■ STATED TASK: Edit the data below by swapping every "expected layout" for "required format" and changing nothing else. Omit the pictures from your version.

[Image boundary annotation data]

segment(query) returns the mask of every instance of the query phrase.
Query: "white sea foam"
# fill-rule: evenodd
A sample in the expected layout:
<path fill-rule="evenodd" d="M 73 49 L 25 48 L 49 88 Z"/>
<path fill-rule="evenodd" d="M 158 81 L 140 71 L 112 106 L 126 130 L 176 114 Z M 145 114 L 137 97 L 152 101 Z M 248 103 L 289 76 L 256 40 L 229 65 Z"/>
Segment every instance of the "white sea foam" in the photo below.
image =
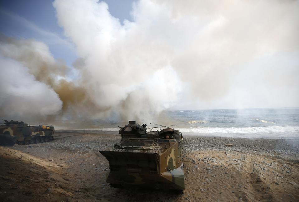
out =
<path fill-rule="evenodd" d="M 210 128 L 191 127 L 189 128 L 178 129 L 182 133 L 299 133 L 299 127 L 272 126 L 268 127 L 246 127 L 243 128 Z"/>
<path fill-rule="evenodd" d="M 196 121 L 189 121 L 188 122 L 188 123 L 192 124 L 207 124 L 209 123 L 209 121 L 207 121 L 205 120 L 198 120 Z"/>

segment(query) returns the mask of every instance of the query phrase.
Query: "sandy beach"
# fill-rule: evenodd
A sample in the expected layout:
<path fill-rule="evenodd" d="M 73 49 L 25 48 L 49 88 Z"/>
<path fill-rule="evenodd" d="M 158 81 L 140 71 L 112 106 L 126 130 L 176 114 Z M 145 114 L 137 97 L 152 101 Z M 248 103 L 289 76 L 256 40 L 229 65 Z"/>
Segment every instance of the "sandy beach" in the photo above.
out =
<path fill-rule="evenodd" d="M 185 190 L 177 193 L 110 187 L 109 163 L 98 151 L 111 150 L 119 135 L 55 137 L 0 147 L 2 201 L 299 201 L 299 139 L 184 137 Z"/>

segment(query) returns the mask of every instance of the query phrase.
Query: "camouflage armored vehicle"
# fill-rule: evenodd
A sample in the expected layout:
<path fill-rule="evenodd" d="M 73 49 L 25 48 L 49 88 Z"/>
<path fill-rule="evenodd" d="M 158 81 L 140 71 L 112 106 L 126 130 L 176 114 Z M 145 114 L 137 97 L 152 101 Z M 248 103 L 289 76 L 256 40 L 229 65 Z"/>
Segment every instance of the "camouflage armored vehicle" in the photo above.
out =
<path fill-rule="evenodd" d="M 0 143 L 29 144 L 48 142 L 53 139 L 55 130 L 52 126 L 31 126 L 23 121 L 4 120 L 0 125 Z"/>
<path fill-rule="evenodd" d="M 147 132 L 143 126 L 129 121 L 119 127 L 120 143 L 112 151 L 100 151 L 110 164 L 107 182 L 114 187 L 184 190 L 182 133 L 167 127 Z"/>

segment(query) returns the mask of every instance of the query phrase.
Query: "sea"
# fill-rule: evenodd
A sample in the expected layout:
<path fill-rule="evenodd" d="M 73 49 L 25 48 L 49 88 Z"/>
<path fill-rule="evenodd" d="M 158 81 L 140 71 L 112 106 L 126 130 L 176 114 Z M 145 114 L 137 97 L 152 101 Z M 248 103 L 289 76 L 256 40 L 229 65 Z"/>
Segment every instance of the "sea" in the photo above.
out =
<path fill-rule="evenodd" d="M 127 124 L 128 120 L 115 115 L 105 119 L 60 120 L 55 126 L 56 130 L 116 134 L 118 126 Z M 185 136 L 299 138 L 299 108 L 169 110 L 161 112 L 149 122 L 130 120 L 136 120 L 140 125 L 146 124 L 148 131 L 160 129 L 158 125 L 169 126 Z"/>

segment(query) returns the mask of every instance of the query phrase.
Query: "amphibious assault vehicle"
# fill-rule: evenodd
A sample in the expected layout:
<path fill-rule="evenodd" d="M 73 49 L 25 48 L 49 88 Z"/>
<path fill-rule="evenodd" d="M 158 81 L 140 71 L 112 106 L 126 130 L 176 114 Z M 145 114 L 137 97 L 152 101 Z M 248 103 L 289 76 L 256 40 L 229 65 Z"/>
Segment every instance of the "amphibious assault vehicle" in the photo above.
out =
<path fill-rule="evenodd" d="M 48 142 L 53 138 L 54 127 L 42 125 L 31 126 L 23 121 L 4 120 L 0 125 L 0 143 L 29 144 Z"/>
<path fill-rule="evenodd" d="M 106 181 L 112 186 L 185 189 L 182 133 L 168 127 L 172 126 L 159 125 L 147 132 L 146 124 L 129 121 L 124 127 L 119 126 L 120 143 L 112 151 L 100 151 L 109 161 Z"/>

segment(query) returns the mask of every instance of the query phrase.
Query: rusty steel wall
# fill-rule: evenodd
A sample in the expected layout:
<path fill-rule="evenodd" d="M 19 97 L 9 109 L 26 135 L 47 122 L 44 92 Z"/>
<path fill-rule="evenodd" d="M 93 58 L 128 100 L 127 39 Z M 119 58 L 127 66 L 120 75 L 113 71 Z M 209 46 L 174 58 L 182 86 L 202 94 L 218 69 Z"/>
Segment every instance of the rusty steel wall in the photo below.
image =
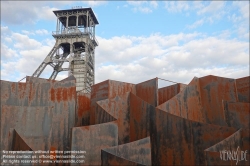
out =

■ WRITTEN ANSWER:
segment(query) returns the mask of every instance of the query phrase.
Query: "white sea foam"
# fill-rule: evenodd
A sample in the required format:
<path fill-rule="evenodd" d="M 73 49 L 25 48 L 49 88 Z"/>
<path fill-rule="evenodd" d="M 158 81 L 140 71 L 112 106 L 126 130 L 176 114 Z M 145 114 L 137 97 L 152 101 Z M 248 103 L 289 76 L 256 40 L 229 65 Z"/>
Segment every instance of the "white sea foam" in the photo below.
image =
out =
<path fill-rule="evenodd" d="M 210 128 L 191 127 L 189 128 L 178 129 L 182 133 L 299 133 L 299 127 L 272 126 L 268 127 L 246 127 L 243 128 Z"/>
<path fill-rule="evenodd" d="M 196 121 L 189 121 L 188 122 L 188 123 L 192 124 L 207 124 L 209 123 L 209 121 L 207 121 L 205 120 L 198 120 Z"/>

segment(query) returns the mask of every instance of the query phrase.
Query: "sandy beach"
# fill-rule: evenodd
A sample in the required format:
<path fill-rule="evenodd" d="M 73 49 L 25 48 L 49 88 Z"/>
<path fill-rule="evenodd" d="M 158 81 L 140 71 L 112 106 L 126 130 L 176 114 Z M 145 114 L 137 97 L 152 101 Z M 248 103 L 289 76 L 256 40 L 229 65 Z"/>
Segment every instance of the "sandy beach" in the photo above.
out =
<path fill-rule="evenodd" d="M 185 190 L 177 193 L 110 187 L 109 163 L 98 151 L 111 150 L 119 135 L 55 137 L 0 147 L 2 201 L 299 201 L 299 139 L 184 137 Z"/>

segment(query) returns the mask of every instance of the query phrase.
Query: "camouflage armored vehicle"
# fill-rule: evenodd
A sample in the required format:
<path fill-rule="evenodd" d="M 73 49 L 25 48 L 49 88 Z"/>
<path fill-rule="evenodd" d="M 158 81 L 140 71 L 112 106 L 126 130 L 176 114 Z M 145 114 L 137 97 L 152 101 Z M 248 103 L 289 76 L 256 40 L 229 65 Z"/>
Segment every instance of the "camouflage armored vehicle" in the photo above.
out =
<path fill-rule="evenodd" d="M 0 143 L 29 144 L 48 142 L 53 139 L 55 130 L 52 126 L 31 126 L 23 121 L 4 120 L 0 125 Z"/>
<path fill-rule="evenodd" d="M 147 132 L 143 126 L 129 121 L 119 127 L 120 143 L 112 151 L 100 151 L 110 164 L 107 182 L 114 187 L 184 190 L 182 133 L 167 127 Z"/>

segment(query) returns the mask of every instance of the query phrase.
Query: "sea"
# fill-rule: evenodd
A sample in the required format:
<path fill-rule="evenodd" d="M 73 49 L 25 48 L 49 88 Z"/>
<path fill-rule="evenodd" d="M 158 81 L 140 71 L 112 106 L 126 130 L 176 114 Z M 145 114 L 137 97 L 152 101 Z M 248 103 L 289 76 L 256 40 L 229 65 Z"/>
Segment every instance of the "sea" in the photo above.
out =
<path fill-rule="evenodd" d="M 127 124 L 128 120 L 115 115 L 105 119 L 60 120 L 55 126 L 56 130 L 116 134 L 118 126 Z M 185 136 L 299 138 L 299 108 L 169 110 L 161 112 L 149 122 L 130 120 L 136 120 L 140 125 L 146 124 L 148 131 L 160 129 L 158 125 L 169 126 Z"/>

segment(query) returns the mask of every instance of the query phrase.
Query: "amphibious assault vehicle"
# fill-rule: evenodd
A sample in the required format:
<path fill-rule="evenodd" d="M 73 49 L 25 48 L 49 88 Z"/>
<path fill-rule="evenodd" d="M 158 81 L 140 71 L 112 106 L 126 130 L 176 114 Z M 145 114 L 137 97 L 152 101 Z M 248 103 L 289 76 L 256 40 L 229 65 Z"/>
Segment every instance of the "amphibious assault vehicle" in the photo above.
out =
<path fill-rule="evenodd" d="M 48 142 L 53 138 L 54 127 L 42 125 L 31 126 L 23 121 L 4 120 L 0 125 L 0 143 L 29 144 Z"/>
<path fill-rule="evenodd" d="M 106 181 L 112 186 L 185 189 L 182 133 L 168 127 L 172 126 L 159 125 L 147 132 L 146 124 L 129 121 L 124 127 L 119 126 L 120 143 L 112 151 L 100 151 L 109 161 Z"/>

segment(query) returns the mask of every instance of the query phrase.
Query: rusty steel wall
# fill-rule: evenodd
A sample in the required format:
<path fill-rule="evenodd" d="M 19 97 L 9 109 L 26 135 L 47 122 L 44 92 Z"/>
<path fill-rule="evenodd" d="M 93 58 L 128 100 L 127 39 Z M 119 58 L 127 66 L 120 75 L 113 71 Z M 209 46 L 174 58 L 182 86 L 202 94 L 218 69 Z"/>
Segment every instance of the rusty steel wall in the photo below.
image =
out =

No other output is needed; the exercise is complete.